START Extracted records
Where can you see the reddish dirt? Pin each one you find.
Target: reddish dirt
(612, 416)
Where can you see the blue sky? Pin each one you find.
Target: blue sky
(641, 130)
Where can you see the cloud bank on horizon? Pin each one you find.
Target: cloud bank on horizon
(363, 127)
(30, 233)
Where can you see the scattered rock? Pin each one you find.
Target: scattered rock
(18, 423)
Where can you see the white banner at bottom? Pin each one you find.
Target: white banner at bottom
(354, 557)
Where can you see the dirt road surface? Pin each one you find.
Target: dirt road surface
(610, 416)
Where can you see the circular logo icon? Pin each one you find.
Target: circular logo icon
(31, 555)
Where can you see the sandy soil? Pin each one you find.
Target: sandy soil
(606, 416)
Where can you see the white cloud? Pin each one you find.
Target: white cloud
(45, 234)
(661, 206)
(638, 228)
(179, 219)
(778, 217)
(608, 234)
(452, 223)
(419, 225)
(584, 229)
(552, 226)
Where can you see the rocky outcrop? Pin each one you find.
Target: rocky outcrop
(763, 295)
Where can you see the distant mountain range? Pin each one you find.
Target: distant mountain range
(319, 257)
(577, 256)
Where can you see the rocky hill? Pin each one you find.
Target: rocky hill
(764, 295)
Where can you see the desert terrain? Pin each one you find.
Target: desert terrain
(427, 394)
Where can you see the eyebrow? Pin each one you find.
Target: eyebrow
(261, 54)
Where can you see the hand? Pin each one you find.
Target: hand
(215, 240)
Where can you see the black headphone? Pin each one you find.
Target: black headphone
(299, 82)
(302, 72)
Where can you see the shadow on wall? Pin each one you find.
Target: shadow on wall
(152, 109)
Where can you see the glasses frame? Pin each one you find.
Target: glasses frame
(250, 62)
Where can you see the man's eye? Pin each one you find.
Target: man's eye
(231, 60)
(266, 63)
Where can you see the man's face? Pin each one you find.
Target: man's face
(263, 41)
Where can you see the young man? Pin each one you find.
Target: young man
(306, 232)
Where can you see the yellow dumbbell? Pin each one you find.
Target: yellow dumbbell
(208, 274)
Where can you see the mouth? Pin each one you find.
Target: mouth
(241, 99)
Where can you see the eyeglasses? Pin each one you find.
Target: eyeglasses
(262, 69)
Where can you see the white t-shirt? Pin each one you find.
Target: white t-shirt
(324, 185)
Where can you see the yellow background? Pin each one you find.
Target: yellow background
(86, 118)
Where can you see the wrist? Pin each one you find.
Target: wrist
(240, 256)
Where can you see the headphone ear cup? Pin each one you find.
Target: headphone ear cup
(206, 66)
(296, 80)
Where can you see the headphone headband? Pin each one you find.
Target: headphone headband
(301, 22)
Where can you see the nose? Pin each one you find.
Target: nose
END Extracted records
● Exercise instructions
Would you repeat each of the records above exactly?

● Task output
Where can you see the reddish dirt? Pin each one you find.
Target: reddish dirt
(612, 416)
Where can you see the blue sky? Pin each one you find.
Target: blue sky
(641, 130)
Where can you see the cloud bank on horizon? Pin each one you find.
Target: cloud bank on horizon
(363, 127)
(30, 233)
Where can you see the scattered rock? Pin each one you find.
Target: scattered rock
(18, 423)
Where can you see the white banner at bottom? Pin each one you find.
Target: white banner at bottom
(354, 557)
Where can you see the dirt road surface? Pin each one you find.
Target: dirt road surface
(610, 416)
Where can you see the circular logo icon? Pin each one you find.
Target: circular logo icon
(31, 555)
Where can you see the sandy soil? Pin each one you find.
Target: sandy soil
(606, 416)
Where can you see the white cloud? Pin each one you find.
Target: white cloud
(45, 234)
(661, 206)
(638, 228)
(179, 219)
(778, 217)
(608, 234)
(452, 223)
(419, 225)
(584, 229)
(552, 226)
Where can you see the rocky outcrop? Pin each one you find.
Target: rocky outcrop
(763, 295)
Where can you see the distant mountain range? Pin each one you find.
Target: distant mountain range
(319, 257)
(577, 256)
Where can you see the rocky hill? Pin each one you find.
Target: rocky hill
(764, 295)
Where can you see the desert terrain? Pin each one you find.
Target: desert terrain
(427, 394)
Where can you see the eyebrow? Pin each one you find.
Target: eyebrow
(261, 54)
Where can you see the hand? Pin each one you find.
Target: hand
(215, 240)
Where can you see the black headphone? Pin each one you find.
Target: black headphone
(299, 82)
(302, 72)
Where can you see the shadow on wall? Pin each one you find.
Target: shadow on wall
(152, 109)
Where can you see the glasses frame? Pin each one you find.
Target: glasses frame
(250, 62)
Where can you see the man's eye? Pin each one you find.
Target: man's eye
(231, 60)
(266, 63)
Where can you see the man's face? Pin each one you find.
Target: man's face
(263, 41)
Where can you see the young man? Pin each one you find.
Target: young man
(306, 232)
Where can you see the yellow dumbbell? Pin each one you find.
Target: yellow dumbbell
(208, 274)
Where can you see the mouth? Pin each one you find.
Target: mouth
(241, 99)
Where can you see the eyeglasses? Pin each one you find.
Target: eyeglasses
(262, 69)
Where can you see the white t-shirt? Pin each one you find.
Target: white t-shirt
(324, 185)
Where can you see the yellow background? Pin each one you find.
Target: yellow background
(86, 118)
Where can you see the wrist? Pin each one you find.
Target: wrist
(240, 256)
Where can you see the headphone ear cup? Pin each one you find.
Target: headphone ear cup
(206, 66)
(296, 80)
Where can you see the headphone headband? Pin each one you find.
Target: headphone headband
(301, 22)
Where can you see the nose? Pin each one you find.
Target: nose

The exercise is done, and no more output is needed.